Exact transcription of the following records is needed, with every picture dropped.

Start of SOURCE INFORMATION

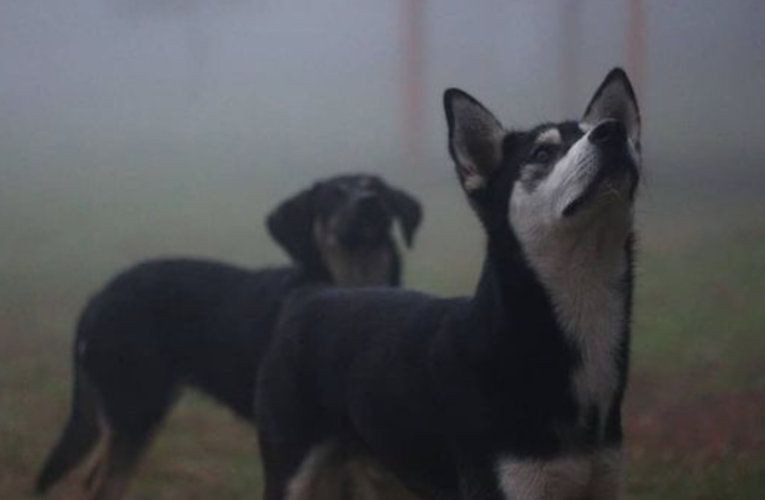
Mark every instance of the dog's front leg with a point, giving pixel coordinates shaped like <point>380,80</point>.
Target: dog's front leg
<point>608,481</point>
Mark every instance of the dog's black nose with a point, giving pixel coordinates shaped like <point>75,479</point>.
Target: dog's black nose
<point>608,131</point>
<point>368,204</point>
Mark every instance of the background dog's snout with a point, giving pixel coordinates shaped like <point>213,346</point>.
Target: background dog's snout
<point>608,131</point>
<point>367,203</point>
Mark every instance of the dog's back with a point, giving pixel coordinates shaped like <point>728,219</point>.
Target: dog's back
<point>169,323</point>
<point>155,327</point>
<point>201,322</point>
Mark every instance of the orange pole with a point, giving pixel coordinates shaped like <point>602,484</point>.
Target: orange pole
<point>635,42</point>
<point>413,11</point>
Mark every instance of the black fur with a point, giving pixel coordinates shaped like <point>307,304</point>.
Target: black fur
<point>165,324</point>
<point>436,389</point>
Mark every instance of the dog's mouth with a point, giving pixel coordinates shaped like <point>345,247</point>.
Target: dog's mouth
<point>364,234</point>
<point>614,181</point>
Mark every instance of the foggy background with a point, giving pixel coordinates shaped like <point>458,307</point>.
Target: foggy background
<point>132,129</point>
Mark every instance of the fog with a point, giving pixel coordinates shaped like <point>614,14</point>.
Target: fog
<point>193,113</point>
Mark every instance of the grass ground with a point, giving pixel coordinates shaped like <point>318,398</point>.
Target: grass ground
<point>695,409</point>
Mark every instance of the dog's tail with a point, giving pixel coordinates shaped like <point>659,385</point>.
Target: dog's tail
<point>81,433</point>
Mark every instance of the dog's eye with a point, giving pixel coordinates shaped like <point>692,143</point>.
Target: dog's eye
<point>543,153</point>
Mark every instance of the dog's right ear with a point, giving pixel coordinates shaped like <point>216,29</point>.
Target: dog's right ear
<point>475,139</point>
<point>291,225</point>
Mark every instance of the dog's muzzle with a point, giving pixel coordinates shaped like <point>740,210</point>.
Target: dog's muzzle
<point>616,164</point>
<point>366,223</point>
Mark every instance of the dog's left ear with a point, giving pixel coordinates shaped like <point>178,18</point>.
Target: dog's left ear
<point>291,225</point>
<point>615,100</point>
<point>406,209</point>
<point>475,139</point>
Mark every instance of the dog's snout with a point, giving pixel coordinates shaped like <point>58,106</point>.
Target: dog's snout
<point>368,202</point>
<point>608,131</point>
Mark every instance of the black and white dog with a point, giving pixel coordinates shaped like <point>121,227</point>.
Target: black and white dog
<point>170,323</point>
<point>514,393</point>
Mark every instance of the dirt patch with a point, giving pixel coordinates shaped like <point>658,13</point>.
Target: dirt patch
<point>684,419</point>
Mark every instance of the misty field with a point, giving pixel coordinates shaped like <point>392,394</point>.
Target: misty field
<point>696,404</point>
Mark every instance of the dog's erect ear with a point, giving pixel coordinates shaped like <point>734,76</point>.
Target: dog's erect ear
<point>475,139</point>
<point>291,225</point>
<point>406,209</point>
<point>615,99</point>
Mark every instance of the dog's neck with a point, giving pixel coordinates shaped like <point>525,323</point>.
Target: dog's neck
<point>583,275</point>
<point>369,267</point>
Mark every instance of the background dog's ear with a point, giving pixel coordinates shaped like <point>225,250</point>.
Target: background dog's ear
<point>406,209</point>
<point>615,100</point>
<point>475,139</point>
<point>291,225</point>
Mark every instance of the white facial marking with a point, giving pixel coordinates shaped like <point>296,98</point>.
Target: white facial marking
<point>580,262</point>
<point>594,476</point>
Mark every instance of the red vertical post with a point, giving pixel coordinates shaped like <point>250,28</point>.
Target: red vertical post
<point>411,90</point>
<point>569,56</point>
<point>635,42</point>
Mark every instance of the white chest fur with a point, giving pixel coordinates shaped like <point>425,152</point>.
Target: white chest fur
<point>583,272</point>
<point>594,476</point>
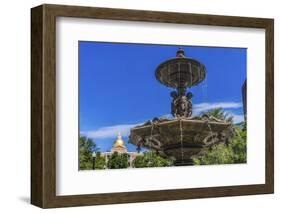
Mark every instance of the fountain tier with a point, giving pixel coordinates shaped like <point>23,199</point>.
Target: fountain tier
<point>180,139</point>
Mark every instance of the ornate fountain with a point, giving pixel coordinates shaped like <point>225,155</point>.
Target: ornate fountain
<point>184,136</point>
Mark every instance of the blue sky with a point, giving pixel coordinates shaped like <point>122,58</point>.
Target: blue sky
<point>118,89</point>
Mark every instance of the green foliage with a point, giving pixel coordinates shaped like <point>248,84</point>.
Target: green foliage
<point>219,114</point>
<point>100,161</point>
<point>118,161</point>
<point>86,147</point>
<point>151,159</point>
<point>233,152</point>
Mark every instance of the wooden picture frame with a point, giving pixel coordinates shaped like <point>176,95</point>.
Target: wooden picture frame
<point>43,105</point>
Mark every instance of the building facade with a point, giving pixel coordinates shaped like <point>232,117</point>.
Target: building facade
<point>119,146</point>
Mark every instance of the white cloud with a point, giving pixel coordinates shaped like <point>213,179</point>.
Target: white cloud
<point>198,108</point>
<point>237,118</point>
<point>124,129</point>
<point>110,131</point>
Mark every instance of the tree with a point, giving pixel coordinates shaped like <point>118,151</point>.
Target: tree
<point>219,114</point>
<point>118,161</point>
<point>233,152</point>
<point>86,147</point>
<point>151,159</point>
<point>100,162</point>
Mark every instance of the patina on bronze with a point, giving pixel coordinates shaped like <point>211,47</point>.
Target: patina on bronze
<point>181,73</point>
<point>182,137</point>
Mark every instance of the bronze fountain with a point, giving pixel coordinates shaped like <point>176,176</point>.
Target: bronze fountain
<point>182,137</point>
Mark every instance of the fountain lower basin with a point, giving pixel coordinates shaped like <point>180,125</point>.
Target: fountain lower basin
<point>180,139</point>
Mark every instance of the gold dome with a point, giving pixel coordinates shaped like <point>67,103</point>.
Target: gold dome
<point>119,142</point>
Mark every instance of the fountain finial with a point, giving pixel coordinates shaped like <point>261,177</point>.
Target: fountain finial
<point>180,53</point>
<point>181,73</point>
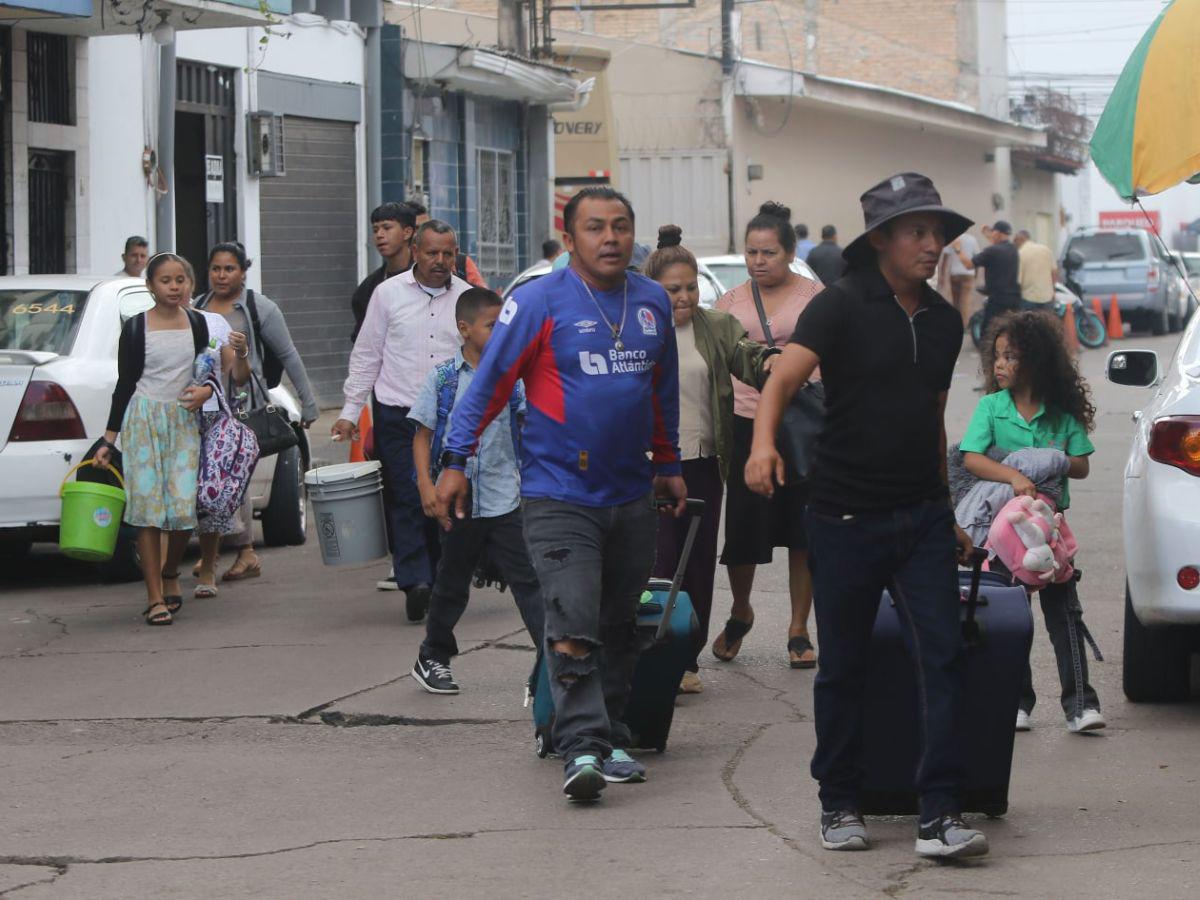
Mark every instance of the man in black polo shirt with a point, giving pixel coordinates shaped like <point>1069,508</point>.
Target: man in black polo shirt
<point>880,513</point>
<point>393,226</point>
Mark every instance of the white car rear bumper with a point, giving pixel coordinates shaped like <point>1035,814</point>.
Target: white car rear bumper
<point>30,477</point>
<point>1162,534</point>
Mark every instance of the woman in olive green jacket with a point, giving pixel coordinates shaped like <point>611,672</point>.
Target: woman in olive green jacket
<point>713,346</point>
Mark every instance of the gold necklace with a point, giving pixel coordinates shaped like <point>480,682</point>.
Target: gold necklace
<point>624,309</point>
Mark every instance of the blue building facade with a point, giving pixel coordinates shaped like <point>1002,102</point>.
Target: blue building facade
<point>466,151</point>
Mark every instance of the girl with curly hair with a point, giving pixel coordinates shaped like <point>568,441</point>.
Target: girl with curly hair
<point>1037,397</point>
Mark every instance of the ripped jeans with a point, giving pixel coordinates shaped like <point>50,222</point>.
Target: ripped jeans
<point>593,564</point>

End of SOURCE INFORMATION

OUTPUT BELOW:
Mark every instance of the dog's front leg with a point, giving pixel coordinates shaped like <point>380,80</point>.
Target: dog's front leg
<point>608,481</point>
Mark every instance of the dog's black nose with a point, giving pixel coordinates shaped like <point>75,479</point>.
Target: dog's black nose
<point>608,131</point>
<point>368,204</point>
Mark every instance of the background dog's snout with a point, giving pixel coordinates shaped like <point>213,346</point>.
Target: background dog's snout
<point>608,131</point>
<point>367,203</point>
Mark every instance of the dog's back with a point, giving pixel coordinates shaped like <point>728,219</point>.
Target: dog's back
<point>169,323</point>
<point>155,327</point>
<point>201,322</point>
Mark every instance of the orange pole with a point, giving pixel coordinates shaped like <point>602,484</point>.
Target: orange pole
<point>635,42</point>
<point>413,11</point>
Mark every instance of the black fur with a point, giving pixel coordinates shaped like <point>307,304</point>.
Target: black fur
<point>165,324</point>
<point>436,389</point>
Mark every instance of the dog's mouth with a point, giving pixel coordinates shaped like <point>345,247</point>.
Target: dog's mouth
<point>364,234</point>
<point>614,181</point>
Mark every instance of the foggy background with a point, giving pixel coordinates shaped like <point>458,307</point>.
Target: foggy background
<point>132,129</point>
Mark every instance of the fog with a point, giving pixel coordinates shaped like <point>614,14</point>.
Target: fog
<point>193,113</point>
Mark every instance of the grass ground with a point, giving pixel coordinates shaped like <point>318,398</point>.
Target: grass ground
<point>695,409</point>
Mark every instance of the dog's tail with a point, giving pixel coordinates shaped like <point>659,385</point>.
Target: dog's tail
<point>81,433</point>
Mark every instance of the dog's eye with a point, giving pixel coordinates shaped like <point>692,143</point>.
Target: dog's eye
<point>543,153</point>
Mark every instance of the dog's right ear with a point, giving pixel coordinates shaped like <point>216,29</point>.
Target: dog's right ear
<point>475,139</point>
<point>291,225</point>
Mark every instance of the dog's muzzle with a point, giving pixel coordinates shaped like <point>740,210</point>.
Target: dog's muzzle
<point>616,164</point>
<point>366,223</point>
Mark every instance of the dog's left ear with a point, giving pixel coordinates shaped like <point>178,18</point>.
Target: dog's left ear
<point>291,225</point>
<point>615,100</point>
<point>406,209</point>
<point>475,139</point>
Mark every instance of the dog's snout with a point, giving pixel coordinates shaped like <point>58,106</point>.
Target: dog's snout
<point>368,202</point>
<point>608,131</point>
Mark every instance of the black and white dog with a point, giving pixel coordinates shaped like <point>121,227</point>.
Target: black and white dog
<point>170,323</point>
<point>514,393</point>
Mark every instance of the dirt patch with a point, giving pixel coordinates shaped like <point>658,13</point>.
Target: dirt patch
<point>684,419</point>
Mark every instance of the misty field with a point, giving pixel coordinates shaped like <point>392,394</point>.
Target: misty field
<point>696,404</point>
Mark every instance of the dog's erect ear with a point, giving pixel coordinates shaped like <point>734,76</point>.
Target: dog's erect ear
<point>475,139</point>
<point>291,225</point>
<point>406,209</point>
<point>615,99</point>
Mark every instance of the dog's neck with a point, giving pixel coordinates shaped like <point>525,323</point>.
Target: dog's neck
<point>583,275</point>
<point>369,267</point>
Mark every instance of the background dog's ear with a point, giving pixel coordinates shaped like <point>225,250</point>.
Target: background dog's ear
<point>406,209</point>
<point>615,100</point>
<point>475,139</point>
<point>291,225</point>
Mark every instance of the white facial marking with a point, giving pixel coordinates shaped like <point>296,98</point>.
Target: white facial marking
<point>580,262</point>
<point>594,476</point>
Mark every instance of the red vertical post with a point, giving pixel coordinates shaped like <point>250,28</point>.
Target: red vertical post
<point>411,90</point>
<point>569,56</point>
<point>635,42</point>
Mark every instance of the white chest fur with a point, giving pixel coordinates shaped like <point>425,152</point>.
Target: white chest fur
<point>583,272</point>
<point>594,476</point>
Mark every instance of the fountain tier with a point, giving pixel coordinates shaped like <point>23,199</point>.
Target: fountain tier
<point>180,139</point>
Mark every instance of the ornate fountain with a point, giving pixel coordinates shaped like <point>225,155</point>.
Target: ornate fountain
<point>184,136</point>
Mark every instance of the blue sky with a point, giving pixel coordinates shaped like <point>122,58</point>.
Target: blue sky
<point>118,89</point>
Mark every instance of the green foliage with a point, giving pixel coordinates shaped like <point>248,84</point>.
Target: green foliage
<point>219,114</point>
<point>100,161</point>
<point>118,161</point>
<point>86,147</point>
<point>151,159</point>
<point>233,152</point>
Mark every instance of the wooden picture frame with a point, giving pixel coordinates shaped like <point>176,95</point>.
Target: wooden picture frame
<point>43,105</point>
Mark every instance of the building facade with a point, giving pixel coordinates shaped like <point>232,117</point>.
Target: building facade
<point>119,146</point>
Mark every instance of the white cloud with a point, giving pixel coordinates shaped like <point>213,179</point>.
Target: white cloud
<point>198,108</point>
<point>237,118</point>
<point>124,129</point>
<point>110,131</point>
Mark every instance of the tree with a point, giving pixel coordinates shaped like <point>118,151</point>.
Target: tree
<point>219,114</point>
<point>118,161</point>
<point>233,152</point>
<point>86,147</point>
<point>151,159</point>
<point>100,162</point>
Mark every instance of the patina on bronze with a point, giving pixel coordinates shaped like <point>211,47</point>.
Target: patina on bronze
<point>181,73</point>
<point>182,137</point>
Mark every instance of the bronze fountain with a point, giving pixel coordinates shaped like <point>176,176</point>.
Target: bronze fountain
<point>182,137</point>
Mark every instance of the fountain lower basin with a point, giving pixel coordinates shaped like <point>180,125</point>.
Target: fountain lower basin
<point>180,139</point>
Mark every instance of the gold dome with a point, giving pixel coordinates shaped like <point>67,103</point>.
Target: gold dome
<point>119,142</point>
Mark every instance of the fountain finial with a point, giving pixel coordinates shaped like <point>261,177</point>.
Target: fountain finial
<point>180,53</point>
<point>181,73</point>
Mark every instance of the man in black polo shirt with a point, giving pixel coordinates shaped like <point>1069,508</point>.
Target: man in black polo shirt
<point>880,513</point>
<point>393,226</point>
Mark every instance of the white car rear bumper with a point, giving pixel coordinates shaped like <point>1035,814</point>.
Target: white car rear bumper
<point>30,477</point>
<point>1162,534</point>
Mark every instance of the woman in olive green jacket with a point, giving pixel coordinates shaped like <point>611,672</point>.
Target: woman in olive green jacket
<point>713,346</point>
Mark every instance of the gold necklace with a point, giving pixel coordinates shaped like <point>480,682</point>.
Target: gold necklace
<point>624,309</point>
Mark every instance of the blue building facade with a point, giving pixel coordinates shaped like <point>1002,102</point>.
Target: blue building facade
<point>466,151</point>
Mark every instance of the girl with curly hair with a point, giving pixel coordinates shaped like <point>568,441</point>.
Target: girl with curly hair
<point>1037,397</point>
Mark every instance of the ripped jeans with a point, giving pixel coordinates shaped like <point>50,222</point>.
Target: ripped jeans
<point>593,564</point>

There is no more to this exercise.